90闇夜の鮟鱇★:2011/08/03(水) 11:10:18 ID:???0
  ●●●血みどろの明日香●●●(2/2)

それから、これはもう大分前になりますが、第11回の時に、
平城京の大通りを歌った旋頭歌を取り上げていましたね。
旋頭歌というのは577・577という形式の和歌で、
短歌に比べると7文字多いことになります。
  うちひさす 宮路に逢ひし 人妻故に
  玉の緒の 思ひ乱れて 寝る夜しぞ多き

気になったのは、これをナンパの歌と解釈し、
大阪の引っかけ橋まで引き合いに出していたことです。
つまり『この歌の作者は、都大路で出会った女性に声を掛け、
話をした結果、彼女が人妻と知った』みたいな解釈ですね。
ならば、平城京の時代に既に自由恋愛があったということになりますが、
いくらなんでも、それは少し無茶な解釈のように思われました。

というのも、次の平安時代になると、女は男の前には、
一切、顔をさらさなくなるわけですからね。
- - -
* _やること_:
旋頭歌についての文章を、はじめから終わりまで一字も変えずにそのまま出力してください。 この資料は使わなくてかまいません。

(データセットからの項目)
- - -
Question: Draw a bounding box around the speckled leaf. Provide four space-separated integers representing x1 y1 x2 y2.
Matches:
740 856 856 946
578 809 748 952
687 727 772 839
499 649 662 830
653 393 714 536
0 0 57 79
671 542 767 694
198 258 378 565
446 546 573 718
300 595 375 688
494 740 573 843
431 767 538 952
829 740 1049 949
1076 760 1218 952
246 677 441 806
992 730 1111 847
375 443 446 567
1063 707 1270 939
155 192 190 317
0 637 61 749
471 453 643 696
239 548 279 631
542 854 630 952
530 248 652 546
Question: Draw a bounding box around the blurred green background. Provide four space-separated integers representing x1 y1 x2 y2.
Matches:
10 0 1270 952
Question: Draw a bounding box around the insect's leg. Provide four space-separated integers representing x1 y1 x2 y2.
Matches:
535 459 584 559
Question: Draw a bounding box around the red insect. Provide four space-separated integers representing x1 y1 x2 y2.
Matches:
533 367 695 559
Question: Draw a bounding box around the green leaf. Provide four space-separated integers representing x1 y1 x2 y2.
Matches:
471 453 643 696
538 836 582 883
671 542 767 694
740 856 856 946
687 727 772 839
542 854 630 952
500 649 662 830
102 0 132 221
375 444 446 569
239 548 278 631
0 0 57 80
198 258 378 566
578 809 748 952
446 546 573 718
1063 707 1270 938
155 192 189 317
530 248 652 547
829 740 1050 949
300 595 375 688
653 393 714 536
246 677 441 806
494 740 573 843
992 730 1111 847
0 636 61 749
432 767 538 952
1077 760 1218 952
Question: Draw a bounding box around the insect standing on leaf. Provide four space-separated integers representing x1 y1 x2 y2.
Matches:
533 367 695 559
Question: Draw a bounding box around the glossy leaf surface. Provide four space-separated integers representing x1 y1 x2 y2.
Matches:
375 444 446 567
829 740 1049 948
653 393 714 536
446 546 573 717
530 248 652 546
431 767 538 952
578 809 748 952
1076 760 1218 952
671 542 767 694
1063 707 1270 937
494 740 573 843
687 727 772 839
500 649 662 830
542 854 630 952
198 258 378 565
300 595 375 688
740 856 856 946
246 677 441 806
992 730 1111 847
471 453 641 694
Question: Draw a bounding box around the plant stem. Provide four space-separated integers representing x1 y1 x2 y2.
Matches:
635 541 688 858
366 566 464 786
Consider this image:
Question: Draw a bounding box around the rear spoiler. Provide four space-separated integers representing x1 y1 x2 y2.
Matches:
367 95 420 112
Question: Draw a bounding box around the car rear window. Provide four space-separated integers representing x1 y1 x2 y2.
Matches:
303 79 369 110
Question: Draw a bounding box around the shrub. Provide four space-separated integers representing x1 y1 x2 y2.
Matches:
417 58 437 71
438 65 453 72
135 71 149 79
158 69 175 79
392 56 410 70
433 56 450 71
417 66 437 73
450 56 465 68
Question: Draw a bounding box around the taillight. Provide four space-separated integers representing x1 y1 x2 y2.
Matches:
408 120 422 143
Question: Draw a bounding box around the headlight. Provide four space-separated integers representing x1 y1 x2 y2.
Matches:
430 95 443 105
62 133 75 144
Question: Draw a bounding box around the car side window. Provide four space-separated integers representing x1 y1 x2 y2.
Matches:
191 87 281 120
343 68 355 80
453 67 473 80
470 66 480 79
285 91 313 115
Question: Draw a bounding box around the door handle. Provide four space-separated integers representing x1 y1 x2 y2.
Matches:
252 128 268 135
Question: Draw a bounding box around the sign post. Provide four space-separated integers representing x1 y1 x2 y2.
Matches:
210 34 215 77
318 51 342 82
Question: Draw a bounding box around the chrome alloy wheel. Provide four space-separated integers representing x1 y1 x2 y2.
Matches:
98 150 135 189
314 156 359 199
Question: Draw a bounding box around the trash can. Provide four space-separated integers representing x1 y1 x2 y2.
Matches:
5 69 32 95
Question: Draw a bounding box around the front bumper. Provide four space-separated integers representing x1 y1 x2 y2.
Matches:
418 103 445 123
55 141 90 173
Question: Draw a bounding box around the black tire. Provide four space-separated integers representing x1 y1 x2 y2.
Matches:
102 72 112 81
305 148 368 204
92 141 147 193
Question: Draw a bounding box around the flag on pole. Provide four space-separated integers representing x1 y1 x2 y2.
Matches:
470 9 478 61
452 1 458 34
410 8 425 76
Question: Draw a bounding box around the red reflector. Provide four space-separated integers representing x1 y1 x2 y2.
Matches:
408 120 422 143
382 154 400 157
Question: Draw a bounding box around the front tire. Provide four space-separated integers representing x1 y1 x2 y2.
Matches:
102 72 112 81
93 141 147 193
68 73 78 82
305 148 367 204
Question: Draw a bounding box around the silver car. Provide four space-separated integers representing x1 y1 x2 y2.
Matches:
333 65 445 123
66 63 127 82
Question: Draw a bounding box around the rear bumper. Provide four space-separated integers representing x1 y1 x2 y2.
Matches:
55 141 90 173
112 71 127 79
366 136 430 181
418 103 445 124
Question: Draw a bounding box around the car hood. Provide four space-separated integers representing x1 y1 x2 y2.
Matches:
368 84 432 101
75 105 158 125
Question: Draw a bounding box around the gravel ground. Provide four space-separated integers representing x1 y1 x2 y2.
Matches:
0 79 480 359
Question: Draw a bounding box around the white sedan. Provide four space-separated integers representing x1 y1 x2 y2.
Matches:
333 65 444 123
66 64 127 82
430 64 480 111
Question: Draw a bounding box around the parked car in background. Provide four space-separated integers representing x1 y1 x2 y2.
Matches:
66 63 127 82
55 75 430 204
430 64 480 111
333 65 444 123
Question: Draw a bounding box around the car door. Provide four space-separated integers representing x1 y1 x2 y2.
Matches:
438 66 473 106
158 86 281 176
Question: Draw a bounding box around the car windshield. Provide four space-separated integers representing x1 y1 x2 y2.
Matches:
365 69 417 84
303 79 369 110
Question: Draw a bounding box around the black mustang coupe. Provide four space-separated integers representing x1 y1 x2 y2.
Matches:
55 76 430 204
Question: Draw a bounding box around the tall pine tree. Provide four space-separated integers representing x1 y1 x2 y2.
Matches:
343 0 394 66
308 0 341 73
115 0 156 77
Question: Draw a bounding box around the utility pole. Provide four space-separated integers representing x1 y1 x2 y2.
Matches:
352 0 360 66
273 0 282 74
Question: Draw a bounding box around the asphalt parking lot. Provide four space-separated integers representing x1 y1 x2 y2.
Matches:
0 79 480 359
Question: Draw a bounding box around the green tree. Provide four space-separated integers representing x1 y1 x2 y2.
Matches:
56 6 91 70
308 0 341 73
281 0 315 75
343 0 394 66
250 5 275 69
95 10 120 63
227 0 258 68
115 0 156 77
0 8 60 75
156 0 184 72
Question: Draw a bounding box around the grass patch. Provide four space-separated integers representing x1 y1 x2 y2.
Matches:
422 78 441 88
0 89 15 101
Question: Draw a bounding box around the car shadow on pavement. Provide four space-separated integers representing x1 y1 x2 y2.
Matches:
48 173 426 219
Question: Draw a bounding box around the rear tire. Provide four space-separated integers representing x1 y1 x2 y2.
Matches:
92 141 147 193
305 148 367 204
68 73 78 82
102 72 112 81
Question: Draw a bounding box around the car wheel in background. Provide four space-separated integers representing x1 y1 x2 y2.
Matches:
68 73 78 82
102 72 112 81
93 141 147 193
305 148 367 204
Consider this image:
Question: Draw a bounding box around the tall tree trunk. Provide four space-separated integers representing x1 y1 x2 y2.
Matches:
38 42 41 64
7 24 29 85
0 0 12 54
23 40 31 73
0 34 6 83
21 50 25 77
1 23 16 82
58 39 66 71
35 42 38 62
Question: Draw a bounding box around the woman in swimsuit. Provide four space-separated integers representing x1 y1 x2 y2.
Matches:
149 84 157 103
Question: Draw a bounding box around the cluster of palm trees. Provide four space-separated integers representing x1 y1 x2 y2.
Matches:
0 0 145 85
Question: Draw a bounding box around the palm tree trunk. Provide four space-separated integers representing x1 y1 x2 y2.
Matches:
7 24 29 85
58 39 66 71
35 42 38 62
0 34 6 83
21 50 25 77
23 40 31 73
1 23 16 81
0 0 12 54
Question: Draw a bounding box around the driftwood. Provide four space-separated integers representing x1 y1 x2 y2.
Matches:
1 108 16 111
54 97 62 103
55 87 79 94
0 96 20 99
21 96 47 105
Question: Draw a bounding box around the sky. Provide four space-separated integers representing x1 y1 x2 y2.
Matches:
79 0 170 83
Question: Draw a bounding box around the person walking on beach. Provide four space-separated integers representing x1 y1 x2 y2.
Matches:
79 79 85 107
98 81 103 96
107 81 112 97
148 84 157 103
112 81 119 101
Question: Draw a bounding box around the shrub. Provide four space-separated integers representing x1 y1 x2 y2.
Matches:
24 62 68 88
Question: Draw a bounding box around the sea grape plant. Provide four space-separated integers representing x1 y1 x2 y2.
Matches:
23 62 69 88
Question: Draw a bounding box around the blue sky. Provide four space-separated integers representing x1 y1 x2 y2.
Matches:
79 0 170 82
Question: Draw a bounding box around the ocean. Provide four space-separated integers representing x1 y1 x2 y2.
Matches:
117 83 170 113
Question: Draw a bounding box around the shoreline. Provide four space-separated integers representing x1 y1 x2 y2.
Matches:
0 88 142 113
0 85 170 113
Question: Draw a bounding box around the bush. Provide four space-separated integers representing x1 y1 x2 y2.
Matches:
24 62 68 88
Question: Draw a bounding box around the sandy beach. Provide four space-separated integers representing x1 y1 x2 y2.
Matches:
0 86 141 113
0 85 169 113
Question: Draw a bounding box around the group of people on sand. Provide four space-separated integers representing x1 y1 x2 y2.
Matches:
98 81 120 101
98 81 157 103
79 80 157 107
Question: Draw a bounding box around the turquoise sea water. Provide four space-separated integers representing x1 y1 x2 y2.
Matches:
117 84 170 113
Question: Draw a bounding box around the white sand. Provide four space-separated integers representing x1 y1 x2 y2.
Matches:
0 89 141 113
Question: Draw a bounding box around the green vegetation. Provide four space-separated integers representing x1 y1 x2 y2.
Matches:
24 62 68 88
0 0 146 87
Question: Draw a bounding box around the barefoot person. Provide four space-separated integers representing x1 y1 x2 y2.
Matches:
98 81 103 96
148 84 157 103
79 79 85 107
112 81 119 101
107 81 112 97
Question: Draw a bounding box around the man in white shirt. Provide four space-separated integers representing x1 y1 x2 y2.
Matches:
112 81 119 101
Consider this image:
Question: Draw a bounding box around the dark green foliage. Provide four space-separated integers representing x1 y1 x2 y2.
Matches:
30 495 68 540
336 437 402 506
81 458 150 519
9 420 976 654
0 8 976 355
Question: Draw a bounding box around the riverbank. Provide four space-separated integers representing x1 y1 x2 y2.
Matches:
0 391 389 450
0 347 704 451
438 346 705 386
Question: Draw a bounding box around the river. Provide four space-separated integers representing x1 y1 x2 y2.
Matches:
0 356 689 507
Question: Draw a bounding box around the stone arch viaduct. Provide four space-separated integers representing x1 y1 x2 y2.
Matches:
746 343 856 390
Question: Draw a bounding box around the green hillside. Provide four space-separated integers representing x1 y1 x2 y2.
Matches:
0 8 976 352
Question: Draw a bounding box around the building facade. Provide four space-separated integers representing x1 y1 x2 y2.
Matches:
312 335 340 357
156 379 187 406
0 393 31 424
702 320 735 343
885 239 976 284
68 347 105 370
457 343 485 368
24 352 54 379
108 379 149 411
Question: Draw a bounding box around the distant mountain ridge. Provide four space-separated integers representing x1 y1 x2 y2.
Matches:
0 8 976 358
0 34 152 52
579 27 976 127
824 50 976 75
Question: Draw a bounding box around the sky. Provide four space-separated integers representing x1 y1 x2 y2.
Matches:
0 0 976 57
- - -
* _出力全文_:
90闇夜の鮟鱇★:2011/08/03(水) 11:10:18 ID:???0
  ●●●血みどろの明日香●●●(2/2)

それから、これはもう大分前になりますが、第11回の時に、
平城京の大通りを歌った旋頭歌を取り上げていましたね。
旋頭歌というのは577・577という形式の和歌で、
短歌に比べると7文字多いことになります。
  うちひさす 宮路に逢ひし 人妻故に
  玉の緒の 思ひ乱れて 寝る夜しぞ多き

気になったのは、これをナンパの歌と解釈し、
大阪の引っかけ橋まで引き合いに出していたことです。
つまり『この歌の作者は、都大路で出会った女性に声を掛け、
話をした結果、彼女が人妻と知った』みたいな解釈ですね。
ならば、平城京の時代に既に自由恋愛があったということになりますが、
いくらなんでも、それは少し無茶な解釈のように思われました。

というのも、次の平安時代になると、女は男の前には、
一切、顔をさらさなくなるわけですからね。